■ Problem details ■
From the records below, transcribe exactly the lines that begin at the line with "Target: carved pattern on drum" and end at the line with "Target: green logo on bus", both included.
Task input: Begin
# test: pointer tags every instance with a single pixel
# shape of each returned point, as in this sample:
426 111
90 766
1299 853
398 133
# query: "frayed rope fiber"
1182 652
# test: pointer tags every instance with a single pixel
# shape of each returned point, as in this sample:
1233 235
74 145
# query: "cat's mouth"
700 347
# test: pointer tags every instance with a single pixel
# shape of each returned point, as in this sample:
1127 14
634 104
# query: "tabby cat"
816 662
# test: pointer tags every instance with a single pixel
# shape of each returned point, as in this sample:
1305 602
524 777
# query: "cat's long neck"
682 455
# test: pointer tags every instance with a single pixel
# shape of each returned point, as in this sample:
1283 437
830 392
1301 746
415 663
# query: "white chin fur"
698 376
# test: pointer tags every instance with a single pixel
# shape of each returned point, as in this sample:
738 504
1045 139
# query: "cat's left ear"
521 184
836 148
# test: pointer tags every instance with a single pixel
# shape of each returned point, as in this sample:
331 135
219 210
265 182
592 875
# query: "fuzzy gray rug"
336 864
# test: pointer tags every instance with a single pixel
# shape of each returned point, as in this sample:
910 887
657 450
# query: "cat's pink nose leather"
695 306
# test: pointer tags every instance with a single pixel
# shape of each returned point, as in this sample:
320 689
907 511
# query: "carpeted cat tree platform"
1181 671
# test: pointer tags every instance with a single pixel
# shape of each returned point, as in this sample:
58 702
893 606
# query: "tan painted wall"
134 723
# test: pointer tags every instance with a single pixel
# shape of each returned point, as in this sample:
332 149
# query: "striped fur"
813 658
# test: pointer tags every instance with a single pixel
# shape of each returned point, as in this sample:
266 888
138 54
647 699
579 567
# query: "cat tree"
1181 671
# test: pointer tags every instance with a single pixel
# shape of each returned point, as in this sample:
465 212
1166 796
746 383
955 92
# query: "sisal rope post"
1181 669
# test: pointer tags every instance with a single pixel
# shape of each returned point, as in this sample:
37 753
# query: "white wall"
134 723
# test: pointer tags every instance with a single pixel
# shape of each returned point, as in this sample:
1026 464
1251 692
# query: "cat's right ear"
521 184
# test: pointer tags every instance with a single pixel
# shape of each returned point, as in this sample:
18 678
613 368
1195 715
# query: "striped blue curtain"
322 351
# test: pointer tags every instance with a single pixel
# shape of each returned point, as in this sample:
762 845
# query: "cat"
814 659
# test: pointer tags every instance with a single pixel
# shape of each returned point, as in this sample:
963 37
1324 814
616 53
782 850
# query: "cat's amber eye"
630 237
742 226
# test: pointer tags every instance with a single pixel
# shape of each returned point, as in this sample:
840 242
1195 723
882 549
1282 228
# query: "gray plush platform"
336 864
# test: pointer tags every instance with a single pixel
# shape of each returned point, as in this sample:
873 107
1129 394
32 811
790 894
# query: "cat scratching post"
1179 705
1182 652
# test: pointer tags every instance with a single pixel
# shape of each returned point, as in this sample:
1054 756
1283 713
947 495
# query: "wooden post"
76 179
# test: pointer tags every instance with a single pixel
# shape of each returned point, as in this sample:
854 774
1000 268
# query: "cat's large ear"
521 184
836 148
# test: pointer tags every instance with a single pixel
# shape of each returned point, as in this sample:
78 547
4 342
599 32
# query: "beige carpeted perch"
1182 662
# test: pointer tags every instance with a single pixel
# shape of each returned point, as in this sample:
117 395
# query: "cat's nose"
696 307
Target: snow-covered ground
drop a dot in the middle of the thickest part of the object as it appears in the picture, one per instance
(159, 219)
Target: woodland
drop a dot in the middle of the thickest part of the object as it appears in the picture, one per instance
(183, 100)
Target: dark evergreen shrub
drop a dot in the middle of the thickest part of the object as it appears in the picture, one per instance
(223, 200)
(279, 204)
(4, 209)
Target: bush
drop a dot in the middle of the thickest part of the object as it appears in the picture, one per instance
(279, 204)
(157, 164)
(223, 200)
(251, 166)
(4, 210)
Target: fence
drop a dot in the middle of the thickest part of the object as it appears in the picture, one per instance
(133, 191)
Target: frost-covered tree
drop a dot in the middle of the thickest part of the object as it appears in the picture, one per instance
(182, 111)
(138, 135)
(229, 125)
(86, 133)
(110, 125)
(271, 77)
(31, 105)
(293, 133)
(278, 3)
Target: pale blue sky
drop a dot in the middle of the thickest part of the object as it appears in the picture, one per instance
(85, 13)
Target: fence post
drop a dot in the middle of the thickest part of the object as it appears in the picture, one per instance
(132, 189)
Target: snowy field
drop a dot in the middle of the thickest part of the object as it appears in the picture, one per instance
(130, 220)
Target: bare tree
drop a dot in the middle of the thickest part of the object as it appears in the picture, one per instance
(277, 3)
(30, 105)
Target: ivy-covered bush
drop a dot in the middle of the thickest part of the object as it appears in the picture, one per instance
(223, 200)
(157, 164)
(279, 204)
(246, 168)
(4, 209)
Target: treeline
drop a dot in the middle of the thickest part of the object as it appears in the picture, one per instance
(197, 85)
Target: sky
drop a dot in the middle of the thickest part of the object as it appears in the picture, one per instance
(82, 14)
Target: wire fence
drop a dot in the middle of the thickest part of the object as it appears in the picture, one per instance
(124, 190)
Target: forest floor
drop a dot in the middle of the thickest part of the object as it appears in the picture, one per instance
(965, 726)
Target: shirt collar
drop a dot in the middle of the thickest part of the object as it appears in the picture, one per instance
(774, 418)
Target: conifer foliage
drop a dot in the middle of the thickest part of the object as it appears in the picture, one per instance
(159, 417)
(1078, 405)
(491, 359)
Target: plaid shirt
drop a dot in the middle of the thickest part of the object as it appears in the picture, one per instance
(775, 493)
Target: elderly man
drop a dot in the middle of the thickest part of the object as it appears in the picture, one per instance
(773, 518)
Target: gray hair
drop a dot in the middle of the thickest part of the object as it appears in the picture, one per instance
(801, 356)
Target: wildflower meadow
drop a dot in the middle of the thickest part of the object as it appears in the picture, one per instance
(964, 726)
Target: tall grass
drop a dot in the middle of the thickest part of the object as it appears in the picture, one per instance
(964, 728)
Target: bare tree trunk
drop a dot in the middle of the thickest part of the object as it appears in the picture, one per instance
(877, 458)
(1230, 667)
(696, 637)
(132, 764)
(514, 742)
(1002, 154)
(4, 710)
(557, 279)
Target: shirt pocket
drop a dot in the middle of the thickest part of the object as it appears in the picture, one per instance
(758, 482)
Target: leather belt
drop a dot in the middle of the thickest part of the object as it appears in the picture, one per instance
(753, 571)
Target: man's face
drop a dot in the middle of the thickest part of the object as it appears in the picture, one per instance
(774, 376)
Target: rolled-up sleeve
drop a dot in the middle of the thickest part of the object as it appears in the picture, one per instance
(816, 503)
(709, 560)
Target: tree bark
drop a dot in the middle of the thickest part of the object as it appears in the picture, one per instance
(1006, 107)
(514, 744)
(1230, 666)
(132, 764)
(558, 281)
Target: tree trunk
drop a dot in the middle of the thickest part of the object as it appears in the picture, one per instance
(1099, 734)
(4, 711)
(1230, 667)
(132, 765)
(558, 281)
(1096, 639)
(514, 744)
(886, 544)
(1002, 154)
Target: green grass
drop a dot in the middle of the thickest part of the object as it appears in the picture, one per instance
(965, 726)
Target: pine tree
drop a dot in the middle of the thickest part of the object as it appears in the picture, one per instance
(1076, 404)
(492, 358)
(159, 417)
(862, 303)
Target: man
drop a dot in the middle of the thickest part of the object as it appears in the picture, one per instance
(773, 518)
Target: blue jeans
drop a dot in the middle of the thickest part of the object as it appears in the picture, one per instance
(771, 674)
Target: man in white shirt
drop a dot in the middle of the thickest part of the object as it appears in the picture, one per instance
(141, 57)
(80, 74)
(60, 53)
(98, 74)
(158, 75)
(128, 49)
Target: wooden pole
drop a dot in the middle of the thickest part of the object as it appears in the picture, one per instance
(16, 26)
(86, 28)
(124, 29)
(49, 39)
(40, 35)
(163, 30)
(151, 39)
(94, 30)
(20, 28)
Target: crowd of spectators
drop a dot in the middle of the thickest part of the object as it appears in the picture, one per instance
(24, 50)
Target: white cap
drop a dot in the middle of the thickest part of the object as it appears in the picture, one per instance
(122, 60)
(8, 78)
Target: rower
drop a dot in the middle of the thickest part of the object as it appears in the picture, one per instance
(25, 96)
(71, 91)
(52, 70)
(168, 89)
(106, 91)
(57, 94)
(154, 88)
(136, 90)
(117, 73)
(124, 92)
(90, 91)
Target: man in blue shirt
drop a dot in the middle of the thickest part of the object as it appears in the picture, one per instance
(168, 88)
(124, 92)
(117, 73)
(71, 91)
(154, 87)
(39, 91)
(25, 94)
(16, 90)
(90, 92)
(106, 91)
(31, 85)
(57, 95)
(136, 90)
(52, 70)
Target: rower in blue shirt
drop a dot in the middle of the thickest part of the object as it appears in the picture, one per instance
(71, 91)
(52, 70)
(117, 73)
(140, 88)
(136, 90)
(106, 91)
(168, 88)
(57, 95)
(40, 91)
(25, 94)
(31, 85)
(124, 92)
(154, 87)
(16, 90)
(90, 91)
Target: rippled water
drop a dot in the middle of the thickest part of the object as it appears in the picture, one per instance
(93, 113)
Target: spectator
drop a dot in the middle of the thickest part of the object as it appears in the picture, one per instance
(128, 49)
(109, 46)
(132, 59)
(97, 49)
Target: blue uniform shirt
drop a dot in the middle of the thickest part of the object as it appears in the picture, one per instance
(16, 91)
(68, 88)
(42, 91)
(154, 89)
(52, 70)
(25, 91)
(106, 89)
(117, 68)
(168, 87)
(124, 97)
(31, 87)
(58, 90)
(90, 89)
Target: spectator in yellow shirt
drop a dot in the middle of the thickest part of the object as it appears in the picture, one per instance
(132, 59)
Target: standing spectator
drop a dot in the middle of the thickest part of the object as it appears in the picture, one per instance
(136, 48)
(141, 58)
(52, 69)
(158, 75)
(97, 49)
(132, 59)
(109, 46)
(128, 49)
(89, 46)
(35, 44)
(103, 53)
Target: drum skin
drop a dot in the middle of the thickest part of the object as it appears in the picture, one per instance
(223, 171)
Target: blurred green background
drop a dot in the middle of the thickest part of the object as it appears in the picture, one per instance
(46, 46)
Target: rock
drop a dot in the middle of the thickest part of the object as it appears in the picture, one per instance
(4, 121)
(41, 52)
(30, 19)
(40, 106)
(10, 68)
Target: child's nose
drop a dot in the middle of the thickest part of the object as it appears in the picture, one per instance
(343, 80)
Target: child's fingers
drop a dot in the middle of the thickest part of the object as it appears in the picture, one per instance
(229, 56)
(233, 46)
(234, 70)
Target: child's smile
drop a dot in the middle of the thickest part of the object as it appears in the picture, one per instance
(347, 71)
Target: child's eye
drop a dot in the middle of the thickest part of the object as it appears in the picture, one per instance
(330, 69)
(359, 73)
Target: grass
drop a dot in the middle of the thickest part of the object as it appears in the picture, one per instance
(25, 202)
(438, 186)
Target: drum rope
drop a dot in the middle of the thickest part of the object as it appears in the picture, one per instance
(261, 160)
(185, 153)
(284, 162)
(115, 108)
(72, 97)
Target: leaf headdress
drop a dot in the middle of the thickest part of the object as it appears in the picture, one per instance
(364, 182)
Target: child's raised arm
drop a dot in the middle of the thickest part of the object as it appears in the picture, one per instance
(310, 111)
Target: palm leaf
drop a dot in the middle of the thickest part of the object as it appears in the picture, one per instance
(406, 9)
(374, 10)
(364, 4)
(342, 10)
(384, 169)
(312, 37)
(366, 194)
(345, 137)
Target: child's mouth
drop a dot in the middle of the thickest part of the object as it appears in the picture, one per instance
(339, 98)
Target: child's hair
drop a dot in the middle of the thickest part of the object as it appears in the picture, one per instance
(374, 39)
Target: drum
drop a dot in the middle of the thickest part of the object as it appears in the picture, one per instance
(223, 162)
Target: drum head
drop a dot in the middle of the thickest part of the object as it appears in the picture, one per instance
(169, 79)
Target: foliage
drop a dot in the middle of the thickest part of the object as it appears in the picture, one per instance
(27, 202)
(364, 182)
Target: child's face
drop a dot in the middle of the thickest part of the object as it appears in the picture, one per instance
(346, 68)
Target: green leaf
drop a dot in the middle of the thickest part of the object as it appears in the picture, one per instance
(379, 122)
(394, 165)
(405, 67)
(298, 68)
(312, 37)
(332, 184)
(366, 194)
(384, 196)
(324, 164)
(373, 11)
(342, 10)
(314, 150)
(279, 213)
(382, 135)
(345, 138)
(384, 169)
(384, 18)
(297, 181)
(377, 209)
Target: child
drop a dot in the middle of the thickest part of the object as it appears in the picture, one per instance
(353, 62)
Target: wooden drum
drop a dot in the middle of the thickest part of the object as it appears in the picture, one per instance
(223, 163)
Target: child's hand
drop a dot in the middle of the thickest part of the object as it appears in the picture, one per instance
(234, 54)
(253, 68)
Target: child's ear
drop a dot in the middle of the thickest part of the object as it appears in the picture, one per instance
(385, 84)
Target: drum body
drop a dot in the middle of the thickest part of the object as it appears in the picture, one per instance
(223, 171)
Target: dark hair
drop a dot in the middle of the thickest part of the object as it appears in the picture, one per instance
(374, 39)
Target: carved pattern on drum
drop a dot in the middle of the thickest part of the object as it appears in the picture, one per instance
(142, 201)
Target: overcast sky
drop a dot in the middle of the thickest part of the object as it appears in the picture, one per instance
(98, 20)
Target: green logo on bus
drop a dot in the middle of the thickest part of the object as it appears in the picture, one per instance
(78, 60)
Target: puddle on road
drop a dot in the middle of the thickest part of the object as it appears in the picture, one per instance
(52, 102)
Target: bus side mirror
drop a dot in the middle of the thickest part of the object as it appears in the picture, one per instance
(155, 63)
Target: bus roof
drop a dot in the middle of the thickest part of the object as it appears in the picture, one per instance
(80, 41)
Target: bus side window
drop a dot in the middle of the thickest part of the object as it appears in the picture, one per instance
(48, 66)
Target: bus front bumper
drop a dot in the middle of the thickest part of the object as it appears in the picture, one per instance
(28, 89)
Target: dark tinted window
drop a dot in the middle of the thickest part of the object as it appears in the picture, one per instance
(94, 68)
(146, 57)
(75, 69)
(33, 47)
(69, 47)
Task input: End
■ Completed exercise ■
Target: carved pattern on drum
drop a dot in the middle of the thickest part of the object as it appears in the picture, one per instance
(142, 201)
Target: overcast sky
drop a dot in the middle of the thickest part of the object as it appears in the picture, one per instance
(98, 20)
Target: green logo on bus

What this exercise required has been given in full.